- [Цель задания a]
Пожалуйста, соберите из записей ниже все строки, где есть слово «soil», с учетом регистра.

- [Выбранный отрывок]
- - -
Много говорили в Москве о раскрытом тайном публичном доме балерин и артистов оперетты, где нэпачи заказывали “дам” по фотографиям. Лев Шейнин248 рассказал о нем в своем очерке “Генеральша Апостолова”. Шейнин не назвал ни одной фамилии. Не буду называть и я.

А общество “Долой стыд”? Ведь это не какой-нибудь рок-н-ролл или твист – члены этого общества гуляли по Москве нагишом, иногда только с лентой “долой стыд” через плечо...
- - -
[Извлечённые записи данных]
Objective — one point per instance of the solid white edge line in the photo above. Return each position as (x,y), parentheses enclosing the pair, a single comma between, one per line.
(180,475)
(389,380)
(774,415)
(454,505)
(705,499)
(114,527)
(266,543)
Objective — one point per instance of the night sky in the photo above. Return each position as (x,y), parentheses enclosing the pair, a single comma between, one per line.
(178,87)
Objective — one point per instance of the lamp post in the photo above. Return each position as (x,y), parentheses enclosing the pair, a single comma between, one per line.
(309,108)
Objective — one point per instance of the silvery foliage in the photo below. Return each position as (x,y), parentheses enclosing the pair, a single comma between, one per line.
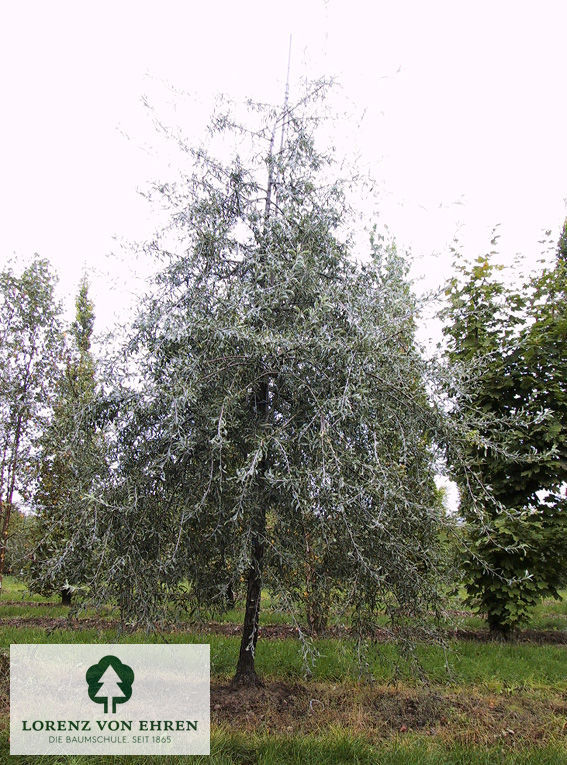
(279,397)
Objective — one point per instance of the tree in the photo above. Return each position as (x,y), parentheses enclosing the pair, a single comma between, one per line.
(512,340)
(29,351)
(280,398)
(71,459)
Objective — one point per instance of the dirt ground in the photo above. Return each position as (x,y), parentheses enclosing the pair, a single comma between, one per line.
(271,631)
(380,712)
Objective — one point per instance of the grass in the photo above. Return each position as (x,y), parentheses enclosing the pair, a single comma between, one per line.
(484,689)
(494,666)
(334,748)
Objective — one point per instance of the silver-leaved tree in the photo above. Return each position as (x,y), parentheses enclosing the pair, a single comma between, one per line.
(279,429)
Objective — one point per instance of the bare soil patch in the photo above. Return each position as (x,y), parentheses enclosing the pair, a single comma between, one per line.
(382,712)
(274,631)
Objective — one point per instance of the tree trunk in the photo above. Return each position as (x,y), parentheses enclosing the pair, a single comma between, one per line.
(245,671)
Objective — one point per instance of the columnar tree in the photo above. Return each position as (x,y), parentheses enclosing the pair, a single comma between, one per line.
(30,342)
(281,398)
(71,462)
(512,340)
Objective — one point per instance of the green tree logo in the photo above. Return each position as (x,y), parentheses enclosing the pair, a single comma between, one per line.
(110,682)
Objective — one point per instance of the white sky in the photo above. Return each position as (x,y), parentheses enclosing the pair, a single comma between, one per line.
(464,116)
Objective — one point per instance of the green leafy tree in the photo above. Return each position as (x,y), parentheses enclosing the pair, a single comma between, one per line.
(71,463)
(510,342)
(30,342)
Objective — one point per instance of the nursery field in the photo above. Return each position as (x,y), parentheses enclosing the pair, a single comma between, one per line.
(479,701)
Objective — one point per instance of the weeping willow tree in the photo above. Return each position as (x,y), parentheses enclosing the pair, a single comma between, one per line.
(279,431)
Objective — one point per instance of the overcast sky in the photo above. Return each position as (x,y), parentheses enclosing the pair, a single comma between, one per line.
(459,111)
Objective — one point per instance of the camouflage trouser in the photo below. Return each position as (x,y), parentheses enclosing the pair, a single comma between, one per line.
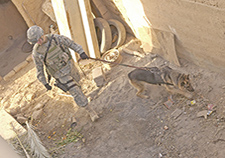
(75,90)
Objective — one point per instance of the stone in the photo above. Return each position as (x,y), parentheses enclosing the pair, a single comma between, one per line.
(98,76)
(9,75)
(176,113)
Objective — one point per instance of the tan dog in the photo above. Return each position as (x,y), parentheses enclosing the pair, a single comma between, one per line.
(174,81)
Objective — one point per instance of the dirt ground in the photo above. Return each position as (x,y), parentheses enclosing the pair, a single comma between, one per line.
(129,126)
- - -
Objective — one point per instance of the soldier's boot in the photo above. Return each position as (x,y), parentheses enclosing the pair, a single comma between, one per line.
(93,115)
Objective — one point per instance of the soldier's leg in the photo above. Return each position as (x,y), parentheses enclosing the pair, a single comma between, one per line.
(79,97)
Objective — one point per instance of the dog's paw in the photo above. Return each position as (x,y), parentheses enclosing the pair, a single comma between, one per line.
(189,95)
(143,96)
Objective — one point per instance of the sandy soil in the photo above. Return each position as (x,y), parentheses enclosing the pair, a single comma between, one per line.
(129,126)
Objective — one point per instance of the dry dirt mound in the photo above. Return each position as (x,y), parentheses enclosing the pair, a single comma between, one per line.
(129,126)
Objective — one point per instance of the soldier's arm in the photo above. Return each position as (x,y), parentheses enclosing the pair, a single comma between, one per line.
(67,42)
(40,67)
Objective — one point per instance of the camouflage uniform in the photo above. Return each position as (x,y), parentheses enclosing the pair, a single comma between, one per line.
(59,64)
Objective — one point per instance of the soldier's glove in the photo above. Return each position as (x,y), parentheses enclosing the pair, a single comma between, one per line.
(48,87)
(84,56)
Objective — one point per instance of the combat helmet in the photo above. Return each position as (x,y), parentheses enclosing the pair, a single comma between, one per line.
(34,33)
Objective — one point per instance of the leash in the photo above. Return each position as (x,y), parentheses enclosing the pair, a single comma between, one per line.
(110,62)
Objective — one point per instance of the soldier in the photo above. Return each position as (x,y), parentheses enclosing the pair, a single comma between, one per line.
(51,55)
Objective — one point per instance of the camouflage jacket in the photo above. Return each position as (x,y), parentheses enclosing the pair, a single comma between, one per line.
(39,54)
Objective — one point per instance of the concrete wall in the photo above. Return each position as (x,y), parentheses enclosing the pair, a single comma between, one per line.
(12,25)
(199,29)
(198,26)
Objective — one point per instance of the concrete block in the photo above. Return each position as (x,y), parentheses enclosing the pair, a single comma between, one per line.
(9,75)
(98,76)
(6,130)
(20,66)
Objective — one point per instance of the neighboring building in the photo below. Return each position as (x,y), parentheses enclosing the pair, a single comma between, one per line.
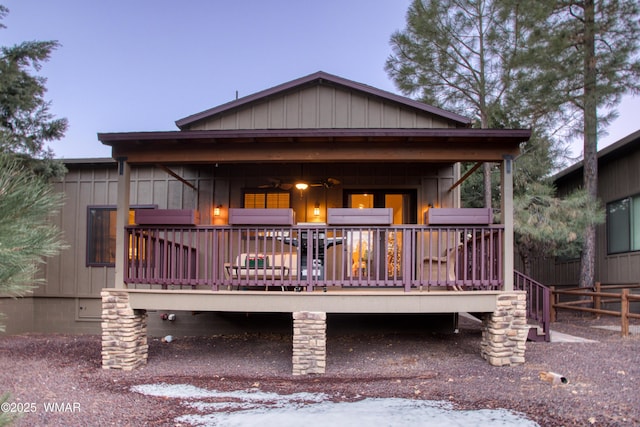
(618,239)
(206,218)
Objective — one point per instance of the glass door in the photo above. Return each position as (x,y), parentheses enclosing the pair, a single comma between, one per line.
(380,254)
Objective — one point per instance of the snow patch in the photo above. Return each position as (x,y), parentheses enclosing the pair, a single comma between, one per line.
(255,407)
- - -
- [Цель задания b]
Допишите следующую часть отрывка о московских нравах времен нэпа, начиная сразу после его последней фразы.

- [Ожидаемый ответ a]
Objective — one point per instance of the bare soil patch in the photo above. Return each position as (x,y), parentheses enclosing the pair, a single comma between, one per line.
Objective — one point per instance of the sandy soil in the photo above. Return each position as (x,y), parentheses enclosing the pair, a single comma between, one per line.

- [Ожидаемый ответ b]
Мальчишки, зеваки шли толпами за адептами этого голого ордена. Потом московская милиция получила указания – и нагие фигуры женщин и мужчин исчезли с московских улиц. Года три тому назад я держал в руках выгоревший листок газеты “Известия” со статьей самого Семашко по этому поводу. Народный комиссар здравоохранения осуждал от имени правительства попытки бродить голыми “по московским изогнутым улицам”. Никаких громов и молний Семашко не метал. Главный аргумент против поведения членов общества “Долой стыд”, по мнению Семашко, был “неподходящий климат, слишком низкая температура Москвы, грозящая здоровью населения – если оно увлечется идеями общества “Долой стыд”. О хулиганстве тут и речи не было.

А “дело трех поэтов”? Процесс этот шел в Московском городском суде – толпы людей во всех переулках, дворах... В Колонном зале Дома Союзов в это время шел шахтинский процесс. Крыленко249 читал обвинительную речь при полупустом зале, хотя важность, значимость того и другого процессов для судеб страны несоизмеримы. Обывательский интерес победил – в тысячный раз.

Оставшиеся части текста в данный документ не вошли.